LISTED RECORDS
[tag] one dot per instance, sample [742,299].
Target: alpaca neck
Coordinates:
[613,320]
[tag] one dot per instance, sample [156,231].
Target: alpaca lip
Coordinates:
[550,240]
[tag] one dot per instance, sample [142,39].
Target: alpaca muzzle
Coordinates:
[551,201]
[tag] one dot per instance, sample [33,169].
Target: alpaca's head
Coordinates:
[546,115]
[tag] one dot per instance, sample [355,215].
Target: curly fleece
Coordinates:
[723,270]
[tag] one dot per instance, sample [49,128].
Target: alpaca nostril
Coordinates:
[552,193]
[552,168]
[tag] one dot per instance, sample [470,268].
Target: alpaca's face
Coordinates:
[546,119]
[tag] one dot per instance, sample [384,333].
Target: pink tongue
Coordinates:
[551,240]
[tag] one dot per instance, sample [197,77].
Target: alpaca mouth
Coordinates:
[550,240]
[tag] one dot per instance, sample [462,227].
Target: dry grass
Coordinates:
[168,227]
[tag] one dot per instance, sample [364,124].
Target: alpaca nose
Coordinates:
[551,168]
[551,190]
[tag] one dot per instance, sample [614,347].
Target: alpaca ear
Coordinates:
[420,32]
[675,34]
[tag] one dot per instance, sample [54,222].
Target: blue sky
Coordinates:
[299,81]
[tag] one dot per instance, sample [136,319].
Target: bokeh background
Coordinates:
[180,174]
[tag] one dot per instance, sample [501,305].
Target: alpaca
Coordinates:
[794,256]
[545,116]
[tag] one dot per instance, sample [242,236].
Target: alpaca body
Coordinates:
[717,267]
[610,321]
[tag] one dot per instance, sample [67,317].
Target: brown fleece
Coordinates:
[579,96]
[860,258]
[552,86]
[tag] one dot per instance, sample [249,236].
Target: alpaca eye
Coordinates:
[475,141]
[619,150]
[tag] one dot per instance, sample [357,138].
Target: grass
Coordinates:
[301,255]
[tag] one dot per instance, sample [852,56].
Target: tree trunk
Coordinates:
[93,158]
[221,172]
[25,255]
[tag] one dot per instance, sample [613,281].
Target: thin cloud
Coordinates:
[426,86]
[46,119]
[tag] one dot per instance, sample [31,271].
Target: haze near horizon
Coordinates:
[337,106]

EXERCISE
Please reproduce the material word for word, starting at the line that contains "[tag] one dot per instance, sample [852,56]." and ending at the final line of the material, with both of those lines included.

RESPONSE TO THIS TASK
[tag] one dot per instance, sample [852,56].
Target: tree trunk
Coordinates:
[93,158]
[221,172]
[25,255]
[tag] one dot per instance, sample [613,281].
Target: thin cloud
Coordinates:
[426,86]
[46,119]
[tag] one dot per instance, sample [31,271].
Target: haze near horizon
Coordinates:
[337,106]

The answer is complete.